■ **TASK DESCRIPTION**
Give every line of the records as a numbered list, leaving out any blank lines.

[Bounding-box records]
• • • • •
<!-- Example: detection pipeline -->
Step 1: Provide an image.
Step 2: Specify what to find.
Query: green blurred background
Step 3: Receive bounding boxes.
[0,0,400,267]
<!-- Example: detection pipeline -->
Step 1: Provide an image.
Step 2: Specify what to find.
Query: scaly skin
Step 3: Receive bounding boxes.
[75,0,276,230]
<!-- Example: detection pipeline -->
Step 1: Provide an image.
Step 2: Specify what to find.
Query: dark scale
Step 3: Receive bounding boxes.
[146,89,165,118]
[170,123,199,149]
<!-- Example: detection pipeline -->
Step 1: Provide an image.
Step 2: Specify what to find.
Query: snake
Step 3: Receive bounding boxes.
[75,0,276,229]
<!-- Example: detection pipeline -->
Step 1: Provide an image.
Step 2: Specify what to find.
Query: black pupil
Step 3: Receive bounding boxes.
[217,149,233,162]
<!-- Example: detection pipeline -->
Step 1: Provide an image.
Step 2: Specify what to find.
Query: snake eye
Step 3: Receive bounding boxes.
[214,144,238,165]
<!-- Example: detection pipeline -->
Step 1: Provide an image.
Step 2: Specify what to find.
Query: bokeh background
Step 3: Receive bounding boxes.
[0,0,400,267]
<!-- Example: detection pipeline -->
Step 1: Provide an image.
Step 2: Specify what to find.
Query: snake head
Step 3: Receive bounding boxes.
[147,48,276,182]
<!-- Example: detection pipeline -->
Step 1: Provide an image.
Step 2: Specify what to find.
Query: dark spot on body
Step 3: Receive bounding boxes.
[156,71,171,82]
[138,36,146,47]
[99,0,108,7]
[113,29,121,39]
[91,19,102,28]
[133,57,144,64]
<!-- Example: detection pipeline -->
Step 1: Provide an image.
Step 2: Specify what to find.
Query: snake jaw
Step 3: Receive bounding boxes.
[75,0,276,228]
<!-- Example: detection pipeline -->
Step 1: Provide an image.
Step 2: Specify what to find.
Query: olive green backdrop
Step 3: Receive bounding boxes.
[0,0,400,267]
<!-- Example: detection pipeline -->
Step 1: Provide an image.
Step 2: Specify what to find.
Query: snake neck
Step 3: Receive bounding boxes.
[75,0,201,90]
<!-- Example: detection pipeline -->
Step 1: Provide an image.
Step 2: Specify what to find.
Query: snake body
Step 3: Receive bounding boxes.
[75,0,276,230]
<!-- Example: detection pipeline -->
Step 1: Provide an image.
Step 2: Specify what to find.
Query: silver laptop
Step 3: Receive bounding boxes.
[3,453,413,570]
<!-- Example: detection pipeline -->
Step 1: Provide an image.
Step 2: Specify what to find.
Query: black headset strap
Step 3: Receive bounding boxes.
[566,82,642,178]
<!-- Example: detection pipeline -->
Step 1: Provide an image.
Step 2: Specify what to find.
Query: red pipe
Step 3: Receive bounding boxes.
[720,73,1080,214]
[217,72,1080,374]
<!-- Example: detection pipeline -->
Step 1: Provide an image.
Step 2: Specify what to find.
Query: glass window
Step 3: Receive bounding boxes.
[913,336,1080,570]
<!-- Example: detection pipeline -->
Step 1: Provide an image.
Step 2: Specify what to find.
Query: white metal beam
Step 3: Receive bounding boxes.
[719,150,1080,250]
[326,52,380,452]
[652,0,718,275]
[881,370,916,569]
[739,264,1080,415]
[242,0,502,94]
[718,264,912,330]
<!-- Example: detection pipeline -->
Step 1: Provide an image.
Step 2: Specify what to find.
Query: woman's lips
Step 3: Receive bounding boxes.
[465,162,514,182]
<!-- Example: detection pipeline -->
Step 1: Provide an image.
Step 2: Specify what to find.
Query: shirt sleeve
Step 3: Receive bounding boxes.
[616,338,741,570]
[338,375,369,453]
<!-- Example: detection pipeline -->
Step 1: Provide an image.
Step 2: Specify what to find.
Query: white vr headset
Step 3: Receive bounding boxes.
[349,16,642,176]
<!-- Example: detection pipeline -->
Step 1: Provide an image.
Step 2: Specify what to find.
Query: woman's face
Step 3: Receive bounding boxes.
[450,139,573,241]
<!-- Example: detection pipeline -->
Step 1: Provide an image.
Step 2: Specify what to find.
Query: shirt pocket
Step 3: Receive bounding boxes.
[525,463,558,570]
• • • • •
■ **ANSWER TO THE EXERCISE**
1. <!-- Example: detection pipeline -->
2. Step 1: Provide an image.
3. Step 2: Specify what to find.
4. Query: green blurred background
5. Step 3: Receive bounding boxes.
6. [0,0,400,267]
7. <!-- Example: detection pipeline -->
8. Step 1: Provide an image.
9. Step 2: Specify what to find.
10. Query: scaly skin
11. Step 3: Receive bounding boxes.
12. [75,0,276,230]
13. <!-- Example: detection pipeline -->
14. Step 1: Provide an image.
15. Step 2: Specify what to find.
16. Query: dark scale
17. Step 3: Receive bounding boxes.
18. [146,89,165,118]
19. [170,123,199,149]
20. <!-- Example: detection pipeline -->
21. Step 1: Provide an image.
22. Step 2: Specify what to find.
23. Query: snake
24. Step 3: Receive bounding boxes.
25. [75,0,276,229]
26. <!-- Example: detection pipeline -->
27. Step 1: Provide an image.
28. Step 2: Specify what to find.
29. Query: black pupil
30. Step 3: Receive bounding boxes.
31. [217,149,233,162]
32. <!-- Example: detection pipeline -->
33. Step 1: Provide an image.
34. Step 2: Specify what to find.
35. Query: snake eye
36. Step 3: Receive bounding boxes.
37. [214,144,238,165]
38. <!-- Example: detection pipeline -->
39. Step 1: Provide an image.
40. Step 2: Specify what to find.
41. Query: bokeh background
42. Step 3: Receive bounding boxes.
43. [0,0,400,267]
44. <!-- Example: detection pipeline -->
45. Step 1: Provide an image.
46. Step 2: Specify what to find.
47. Query: snake head
48. Step 3: Receive bounding boxes.
49. [147,48,276,182]
50. <!-- Example: detection pipeline -->
51. Step 1: Provide an image.
52. Step 2: Specify what to find.
53. Query: dark spot on body
54. Step 3: Receive bounding boxes.
55. [156,71,171,82]
56. [138,36,146,47]
57. [99,0,108,7]
58. [113,29,121,39]
59. [91,19,102,28]
60. [133,57,144,64]
61. <!-- Example: detection pipeline -->
62. Step 1: Provide an image.
63. Step 2: Specify what to find.
64. Query: snake jaw
65. Step 3: Receive bounding boxes.
66. [75,0,276,228]
67. <!-- Example: detection pipeline -->
68. Step 1: Provide an image.
69. Step 2: Specify what to find.
70. Query: olive green backdrop
71. Step 3: Receive bounding boxes.
72. [0,0,400,267]
73. <!-- Example: detection pipeline -->
74. Step 1: Provide an image.
75. Step 2: Specify what to find.
76. Query: snake neck
77. Step 3: Receive bounding boxes.
78. [75,0,201,90]
79. <!-- Example: detection pipeline -->
80. Step 1: Provide an image.
81. Step 2: Specify what to find.
82. Query: snake body
83. Step 3: Receive bounding boxes.
84. [75,0,276,230]
85. <!-- Example: detection pipeline -->
86. Step 1: Provide an image.
87. Step 2: Specify what to find.
88. Query: silver laptop
89. Step 3: Receive bounding boxes.
90. [3,453,413,570]
91. <!-- Example: detection pipeline -->
92. Step 1: Provide an image.
93. Step 2: Specify what to find.
94. Query: black headset strap
95. Step 3: Receive bounding boxes.
96. [566,82,642,178]
97. <!-- Example: detection pipeline -->
98. Step 1: Provide an image.
99. Step 2: Specify what to find.
100. Query: red pipe
101. Step 3: Receive bounding boxes.
102. [720,73,1080,214]
103. [217,72,1080,374]
104. <!-- Example: detection pipeline -->
105. Step 1: Provide an image.
106. Step 2: Specify what to find.
107. Query: glass window
108. Step 3: Receive bounding boxes.
109. [913,336,1080,570]
110. <!-- Example: detection pipeline -->
111. Step 1: Provide an image.
112. Step 2: Specify what to find.
113. Query: white metal beam
114. Step 3: Receive bounding boxes.
115. [719,150,1080,250]
116. [326,52,380,452]
117. [652,0,718,275]
118. [881,370,916,569]
119. [739,264,1080,415]
120. [242,0,502,94]
121. [718,264,912,330]
122. <!-- Example: detection pipeline -->
123. Step 1: Provide an image.
124. Step 2: Specify what to find.
125. Query: woman's lips
126. Step 3: Receive bounding boxes.
127. [465,162,514,182]
128. <!-- Example: detection pipeline -->
129. Step 1: Provide an image.
130. Step 2: Specify what to find.
131. Query: shirt sleeve
132. Step 3: Receive bounding boxes.
133. [616,338,741,570]
134. [338,375,369,453]
135. <!-- Example: detection pipeline -->
136. Step 1: Provide an image.
137. Step 2: Specify what to find.
138. Query: white vr headset
139. Step 3: Receive bounding boxes.
140. [349,16,642,176]
141. <!-- Example: detection pipeline -->
142. Step 1: Provide an image.
143. Step 2: Specify what to find.
144. Query: woman's face
145. Step 3: Receive bounding boxes.
146. [450,139,573,241]
147. <!-- Example: detection pipeline -->
148. Step 1: Provide an image.
149. Step 2: Specify what to find.
150. Query: shirt pocket
151. Step 3: Receive bounding boxes.
152. [525,463,558,570]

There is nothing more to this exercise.